◆ TASK GOAL
Please write out exactly the lines of the data below from the line holding "Query: white line marking on path" through the line holding "of the asphalt", and leave out the rest.

(Referring expression pointing data)
---*---
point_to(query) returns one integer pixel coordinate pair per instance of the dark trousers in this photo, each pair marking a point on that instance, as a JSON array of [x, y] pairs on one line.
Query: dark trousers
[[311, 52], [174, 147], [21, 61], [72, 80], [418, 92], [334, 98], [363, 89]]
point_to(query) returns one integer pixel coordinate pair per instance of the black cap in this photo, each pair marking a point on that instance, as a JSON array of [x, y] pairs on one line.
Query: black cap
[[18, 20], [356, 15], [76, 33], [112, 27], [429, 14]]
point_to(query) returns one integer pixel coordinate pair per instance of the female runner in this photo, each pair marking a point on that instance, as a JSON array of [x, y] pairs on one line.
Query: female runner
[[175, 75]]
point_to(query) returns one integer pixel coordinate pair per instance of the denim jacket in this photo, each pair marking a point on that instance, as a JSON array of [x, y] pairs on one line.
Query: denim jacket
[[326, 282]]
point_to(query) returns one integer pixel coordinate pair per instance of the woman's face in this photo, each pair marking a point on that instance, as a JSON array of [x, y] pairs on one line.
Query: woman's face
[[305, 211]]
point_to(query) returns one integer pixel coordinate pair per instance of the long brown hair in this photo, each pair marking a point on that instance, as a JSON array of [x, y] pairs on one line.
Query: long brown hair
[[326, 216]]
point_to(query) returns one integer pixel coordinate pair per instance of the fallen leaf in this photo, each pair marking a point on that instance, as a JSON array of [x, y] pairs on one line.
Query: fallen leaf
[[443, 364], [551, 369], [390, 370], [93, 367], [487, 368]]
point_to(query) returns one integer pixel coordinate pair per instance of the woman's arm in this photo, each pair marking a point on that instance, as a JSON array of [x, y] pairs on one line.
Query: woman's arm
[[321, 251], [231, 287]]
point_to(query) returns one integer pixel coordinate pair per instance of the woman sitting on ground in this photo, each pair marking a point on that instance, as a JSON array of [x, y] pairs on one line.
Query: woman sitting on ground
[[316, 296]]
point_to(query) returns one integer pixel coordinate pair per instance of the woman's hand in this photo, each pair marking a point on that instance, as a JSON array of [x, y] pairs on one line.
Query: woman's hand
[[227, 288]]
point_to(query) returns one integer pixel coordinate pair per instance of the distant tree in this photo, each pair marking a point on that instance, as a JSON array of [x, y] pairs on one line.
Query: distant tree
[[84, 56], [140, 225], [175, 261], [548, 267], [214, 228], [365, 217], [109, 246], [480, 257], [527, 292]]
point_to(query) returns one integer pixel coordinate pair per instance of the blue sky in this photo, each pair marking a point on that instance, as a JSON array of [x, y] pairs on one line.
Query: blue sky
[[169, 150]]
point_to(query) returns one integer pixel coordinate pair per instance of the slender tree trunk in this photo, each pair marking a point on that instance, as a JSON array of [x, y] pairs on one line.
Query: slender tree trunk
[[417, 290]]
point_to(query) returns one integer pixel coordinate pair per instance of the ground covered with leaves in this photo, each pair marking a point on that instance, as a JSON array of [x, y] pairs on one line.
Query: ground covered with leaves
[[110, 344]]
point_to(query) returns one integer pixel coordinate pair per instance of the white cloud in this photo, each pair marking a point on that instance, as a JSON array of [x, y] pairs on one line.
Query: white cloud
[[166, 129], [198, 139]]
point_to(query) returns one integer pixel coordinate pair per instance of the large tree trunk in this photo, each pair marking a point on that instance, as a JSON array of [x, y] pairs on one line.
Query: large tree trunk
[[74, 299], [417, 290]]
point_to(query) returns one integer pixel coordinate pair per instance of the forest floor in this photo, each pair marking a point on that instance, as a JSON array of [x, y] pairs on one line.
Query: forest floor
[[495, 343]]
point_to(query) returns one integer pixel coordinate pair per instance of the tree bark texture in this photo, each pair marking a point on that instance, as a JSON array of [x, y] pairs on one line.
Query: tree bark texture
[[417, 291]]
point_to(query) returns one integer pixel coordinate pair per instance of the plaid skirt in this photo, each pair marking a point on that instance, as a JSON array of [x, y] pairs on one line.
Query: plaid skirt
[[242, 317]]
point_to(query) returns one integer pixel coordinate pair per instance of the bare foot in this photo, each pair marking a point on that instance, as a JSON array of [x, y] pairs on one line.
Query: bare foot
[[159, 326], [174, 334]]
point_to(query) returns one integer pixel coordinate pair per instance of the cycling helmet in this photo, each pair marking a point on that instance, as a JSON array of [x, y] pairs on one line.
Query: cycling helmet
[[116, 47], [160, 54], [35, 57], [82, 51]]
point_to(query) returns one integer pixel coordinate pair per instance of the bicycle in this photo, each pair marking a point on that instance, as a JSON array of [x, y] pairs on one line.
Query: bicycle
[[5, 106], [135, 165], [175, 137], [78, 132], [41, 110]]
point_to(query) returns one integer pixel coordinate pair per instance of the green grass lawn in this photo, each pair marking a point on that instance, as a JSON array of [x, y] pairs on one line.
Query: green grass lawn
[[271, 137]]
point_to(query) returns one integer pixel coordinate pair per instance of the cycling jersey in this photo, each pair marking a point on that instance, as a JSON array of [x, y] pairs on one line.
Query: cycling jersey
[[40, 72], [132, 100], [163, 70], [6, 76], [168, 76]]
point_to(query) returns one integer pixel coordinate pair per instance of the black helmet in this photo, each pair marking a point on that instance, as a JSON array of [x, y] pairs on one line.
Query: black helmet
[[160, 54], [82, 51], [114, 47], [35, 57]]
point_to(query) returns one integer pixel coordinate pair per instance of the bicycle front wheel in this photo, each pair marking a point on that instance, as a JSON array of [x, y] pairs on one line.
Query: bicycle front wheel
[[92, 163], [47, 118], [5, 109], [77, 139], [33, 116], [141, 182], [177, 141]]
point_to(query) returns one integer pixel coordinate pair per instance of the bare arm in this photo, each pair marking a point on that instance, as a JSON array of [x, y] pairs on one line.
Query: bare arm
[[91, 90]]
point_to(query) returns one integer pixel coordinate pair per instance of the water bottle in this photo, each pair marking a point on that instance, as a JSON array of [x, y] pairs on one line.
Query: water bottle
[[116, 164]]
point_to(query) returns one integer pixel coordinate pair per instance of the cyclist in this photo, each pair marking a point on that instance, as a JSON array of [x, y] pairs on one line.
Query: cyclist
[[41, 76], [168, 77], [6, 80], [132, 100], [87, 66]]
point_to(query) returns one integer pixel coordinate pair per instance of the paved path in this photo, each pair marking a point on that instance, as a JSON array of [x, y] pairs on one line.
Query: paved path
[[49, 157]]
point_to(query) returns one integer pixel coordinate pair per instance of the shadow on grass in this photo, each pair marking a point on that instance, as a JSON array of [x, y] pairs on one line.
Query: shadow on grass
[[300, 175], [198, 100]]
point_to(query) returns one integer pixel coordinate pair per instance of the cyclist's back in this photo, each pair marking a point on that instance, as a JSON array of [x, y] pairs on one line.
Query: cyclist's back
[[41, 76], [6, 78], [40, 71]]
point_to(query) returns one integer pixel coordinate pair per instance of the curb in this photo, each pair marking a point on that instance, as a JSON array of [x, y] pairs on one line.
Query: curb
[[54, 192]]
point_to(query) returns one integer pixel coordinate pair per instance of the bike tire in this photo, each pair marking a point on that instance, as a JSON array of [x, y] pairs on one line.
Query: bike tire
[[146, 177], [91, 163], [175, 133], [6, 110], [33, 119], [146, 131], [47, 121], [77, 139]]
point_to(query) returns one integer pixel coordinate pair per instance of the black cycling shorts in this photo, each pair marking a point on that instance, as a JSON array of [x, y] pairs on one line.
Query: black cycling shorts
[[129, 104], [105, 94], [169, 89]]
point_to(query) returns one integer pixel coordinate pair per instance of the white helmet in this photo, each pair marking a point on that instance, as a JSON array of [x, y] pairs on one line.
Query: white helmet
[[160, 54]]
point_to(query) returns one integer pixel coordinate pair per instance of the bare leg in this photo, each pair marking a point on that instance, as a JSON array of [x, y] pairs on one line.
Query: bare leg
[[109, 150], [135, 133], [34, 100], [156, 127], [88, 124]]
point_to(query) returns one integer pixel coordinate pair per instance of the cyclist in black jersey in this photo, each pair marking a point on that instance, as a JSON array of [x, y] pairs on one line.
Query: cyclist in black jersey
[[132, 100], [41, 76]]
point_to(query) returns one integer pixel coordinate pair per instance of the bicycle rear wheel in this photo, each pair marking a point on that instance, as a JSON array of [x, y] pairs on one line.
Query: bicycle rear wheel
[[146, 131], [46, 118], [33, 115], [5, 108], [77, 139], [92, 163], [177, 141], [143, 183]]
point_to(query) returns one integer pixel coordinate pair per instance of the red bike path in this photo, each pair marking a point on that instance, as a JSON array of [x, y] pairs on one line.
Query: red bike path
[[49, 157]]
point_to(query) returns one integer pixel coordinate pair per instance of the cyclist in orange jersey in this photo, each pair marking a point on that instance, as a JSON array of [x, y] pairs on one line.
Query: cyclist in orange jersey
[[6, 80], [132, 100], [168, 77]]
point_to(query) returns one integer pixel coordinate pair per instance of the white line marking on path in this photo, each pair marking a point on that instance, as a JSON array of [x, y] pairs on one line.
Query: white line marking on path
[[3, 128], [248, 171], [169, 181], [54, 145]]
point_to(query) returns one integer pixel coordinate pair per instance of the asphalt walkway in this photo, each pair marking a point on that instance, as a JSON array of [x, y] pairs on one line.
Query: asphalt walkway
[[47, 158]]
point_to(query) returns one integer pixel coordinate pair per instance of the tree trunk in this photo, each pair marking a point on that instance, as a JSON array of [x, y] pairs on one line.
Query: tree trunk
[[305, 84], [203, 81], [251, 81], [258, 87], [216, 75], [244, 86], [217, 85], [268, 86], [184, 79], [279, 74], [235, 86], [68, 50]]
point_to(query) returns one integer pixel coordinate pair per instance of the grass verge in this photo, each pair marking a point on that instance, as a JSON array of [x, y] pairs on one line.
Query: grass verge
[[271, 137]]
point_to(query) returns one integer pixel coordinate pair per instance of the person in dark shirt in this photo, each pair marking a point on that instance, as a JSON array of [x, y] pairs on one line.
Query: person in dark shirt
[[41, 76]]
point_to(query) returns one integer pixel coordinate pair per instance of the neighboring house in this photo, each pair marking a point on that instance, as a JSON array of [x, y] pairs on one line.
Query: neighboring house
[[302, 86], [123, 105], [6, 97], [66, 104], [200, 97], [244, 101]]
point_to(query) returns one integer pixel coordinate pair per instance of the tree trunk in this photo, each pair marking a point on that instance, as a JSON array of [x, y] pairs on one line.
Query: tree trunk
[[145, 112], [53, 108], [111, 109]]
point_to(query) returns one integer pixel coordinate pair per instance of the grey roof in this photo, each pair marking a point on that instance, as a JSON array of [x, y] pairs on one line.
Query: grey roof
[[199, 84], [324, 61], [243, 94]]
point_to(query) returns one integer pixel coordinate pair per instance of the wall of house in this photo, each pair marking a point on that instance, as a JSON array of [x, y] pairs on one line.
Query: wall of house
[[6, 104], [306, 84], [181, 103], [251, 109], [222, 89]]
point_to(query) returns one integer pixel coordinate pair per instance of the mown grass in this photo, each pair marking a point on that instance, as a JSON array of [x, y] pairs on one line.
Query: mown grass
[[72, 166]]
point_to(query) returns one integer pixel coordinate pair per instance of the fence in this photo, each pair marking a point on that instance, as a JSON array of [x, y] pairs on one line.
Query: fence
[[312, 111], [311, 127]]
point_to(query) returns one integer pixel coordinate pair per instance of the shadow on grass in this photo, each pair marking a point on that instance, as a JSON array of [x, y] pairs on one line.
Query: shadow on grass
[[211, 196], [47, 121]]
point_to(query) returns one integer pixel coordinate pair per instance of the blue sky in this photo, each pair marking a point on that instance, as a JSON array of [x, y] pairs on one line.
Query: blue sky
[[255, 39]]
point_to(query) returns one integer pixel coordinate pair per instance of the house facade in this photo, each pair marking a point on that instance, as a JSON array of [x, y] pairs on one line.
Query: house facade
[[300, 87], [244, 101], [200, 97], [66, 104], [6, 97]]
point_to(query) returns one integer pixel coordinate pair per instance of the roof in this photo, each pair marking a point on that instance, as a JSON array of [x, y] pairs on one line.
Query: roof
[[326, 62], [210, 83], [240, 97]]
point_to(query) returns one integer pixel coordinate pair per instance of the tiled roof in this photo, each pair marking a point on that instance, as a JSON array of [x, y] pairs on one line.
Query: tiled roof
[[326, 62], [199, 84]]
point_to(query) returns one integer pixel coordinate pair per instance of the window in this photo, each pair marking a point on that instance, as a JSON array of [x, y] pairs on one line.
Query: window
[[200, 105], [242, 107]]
---*---
◆ ANSWER TO THIS PROBLEM
Query: white line marking on path
[[3, 128], [248, 171], [169, 181], [54, 145]]
point_to(query) returns one integer pixel coordinate pair per instance of the asphalt walkway in this photo, each pair marking a point on that instance, as a JSON array of [x, y] pairs on one line.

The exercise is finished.